> _YOUR GOAL_
Filter the rows below and copy out each line that contains the word "ceiling".

##### DATASET

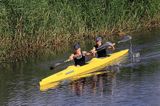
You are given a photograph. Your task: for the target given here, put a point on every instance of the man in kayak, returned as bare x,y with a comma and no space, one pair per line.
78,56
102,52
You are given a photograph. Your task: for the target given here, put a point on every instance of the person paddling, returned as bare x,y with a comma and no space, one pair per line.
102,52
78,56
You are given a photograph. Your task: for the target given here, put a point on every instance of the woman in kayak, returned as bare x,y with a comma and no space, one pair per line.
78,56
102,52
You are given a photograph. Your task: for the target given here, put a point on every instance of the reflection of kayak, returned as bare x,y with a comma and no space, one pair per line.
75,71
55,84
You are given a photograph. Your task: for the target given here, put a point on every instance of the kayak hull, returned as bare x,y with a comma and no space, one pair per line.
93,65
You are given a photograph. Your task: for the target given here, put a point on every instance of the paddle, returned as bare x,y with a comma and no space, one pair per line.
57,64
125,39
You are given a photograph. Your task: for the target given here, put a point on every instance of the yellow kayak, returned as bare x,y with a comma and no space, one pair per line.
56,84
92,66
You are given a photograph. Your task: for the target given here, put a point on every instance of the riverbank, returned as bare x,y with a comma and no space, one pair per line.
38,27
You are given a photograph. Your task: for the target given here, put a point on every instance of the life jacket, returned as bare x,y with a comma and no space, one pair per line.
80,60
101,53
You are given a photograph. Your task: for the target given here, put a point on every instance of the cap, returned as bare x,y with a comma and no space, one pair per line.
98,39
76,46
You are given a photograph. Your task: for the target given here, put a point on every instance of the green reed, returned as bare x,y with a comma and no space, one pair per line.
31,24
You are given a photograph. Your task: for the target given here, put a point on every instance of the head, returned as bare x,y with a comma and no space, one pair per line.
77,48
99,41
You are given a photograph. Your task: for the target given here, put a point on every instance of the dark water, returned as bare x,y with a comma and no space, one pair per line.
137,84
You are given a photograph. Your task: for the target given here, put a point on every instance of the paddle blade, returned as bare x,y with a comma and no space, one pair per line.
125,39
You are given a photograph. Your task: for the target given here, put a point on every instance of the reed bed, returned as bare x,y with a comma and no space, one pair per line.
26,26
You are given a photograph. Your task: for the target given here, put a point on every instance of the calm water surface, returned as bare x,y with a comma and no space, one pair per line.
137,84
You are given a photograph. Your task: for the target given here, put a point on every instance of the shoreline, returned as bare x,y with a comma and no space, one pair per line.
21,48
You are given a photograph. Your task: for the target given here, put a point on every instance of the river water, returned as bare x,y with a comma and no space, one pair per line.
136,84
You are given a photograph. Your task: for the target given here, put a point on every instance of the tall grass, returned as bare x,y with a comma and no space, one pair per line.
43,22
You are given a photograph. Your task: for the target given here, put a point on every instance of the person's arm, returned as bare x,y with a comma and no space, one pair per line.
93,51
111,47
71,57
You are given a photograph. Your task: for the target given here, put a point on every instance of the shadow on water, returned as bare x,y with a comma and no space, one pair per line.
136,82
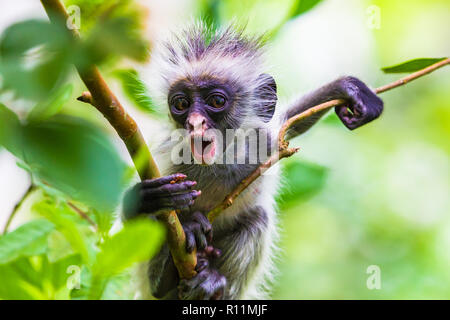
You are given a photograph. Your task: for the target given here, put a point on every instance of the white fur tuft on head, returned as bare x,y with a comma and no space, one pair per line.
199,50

##########
##### DATASET

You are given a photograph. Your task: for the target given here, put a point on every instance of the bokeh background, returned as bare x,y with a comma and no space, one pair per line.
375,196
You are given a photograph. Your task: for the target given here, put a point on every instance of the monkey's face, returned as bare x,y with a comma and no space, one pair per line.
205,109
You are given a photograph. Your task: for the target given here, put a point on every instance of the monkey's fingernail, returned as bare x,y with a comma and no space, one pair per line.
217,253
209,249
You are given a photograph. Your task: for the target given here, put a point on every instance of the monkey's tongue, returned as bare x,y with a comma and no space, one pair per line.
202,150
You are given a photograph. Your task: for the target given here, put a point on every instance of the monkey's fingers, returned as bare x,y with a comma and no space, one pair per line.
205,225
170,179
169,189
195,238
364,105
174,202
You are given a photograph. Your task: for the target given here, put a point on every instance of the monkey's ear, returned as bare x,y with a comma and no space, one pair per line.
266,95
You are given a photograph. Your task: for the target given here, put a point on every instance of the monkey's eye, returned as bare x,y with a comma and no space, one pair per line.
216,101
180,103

##########
##### DATASET

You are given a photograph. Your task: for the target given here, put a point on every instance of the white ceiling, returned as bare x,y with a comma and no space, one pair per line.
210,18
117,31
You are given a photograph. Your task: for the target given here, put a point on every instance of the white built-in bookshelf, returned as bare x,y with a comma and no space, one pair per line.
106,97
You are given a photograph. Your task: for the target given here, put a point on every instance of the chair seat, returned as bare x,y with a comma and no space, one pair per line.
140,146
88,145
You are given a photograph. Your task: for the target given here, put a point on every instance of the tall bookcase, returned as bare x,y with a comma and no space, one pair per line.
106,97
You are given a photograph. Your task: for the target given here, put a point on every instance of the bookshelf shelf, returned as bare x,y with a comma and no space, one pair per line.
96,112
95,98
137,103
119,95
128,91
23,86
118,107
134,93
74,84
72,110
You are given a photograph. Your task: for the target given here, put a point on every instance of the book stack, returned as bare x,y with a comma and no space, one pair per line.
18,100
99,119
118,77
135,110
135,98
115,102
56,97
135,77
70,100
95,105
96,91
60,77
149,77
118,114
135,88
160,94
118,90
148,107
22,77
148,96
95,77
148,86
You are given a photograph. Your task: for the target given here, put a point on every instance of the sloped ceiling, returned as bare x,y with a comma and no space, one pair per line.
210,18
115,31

##########

> _CORRECT RESULT_
You are given a photograph. Your task: for the target given here, put a point on every instance of the white ceiling, returned as bare x,y with a comma and no space, one pair per line.
You are given a photograph. Your task: for the target given here, put a point on every instance of the sloped ceiling, returned as bare x,y with a comma and no space, one pair per line.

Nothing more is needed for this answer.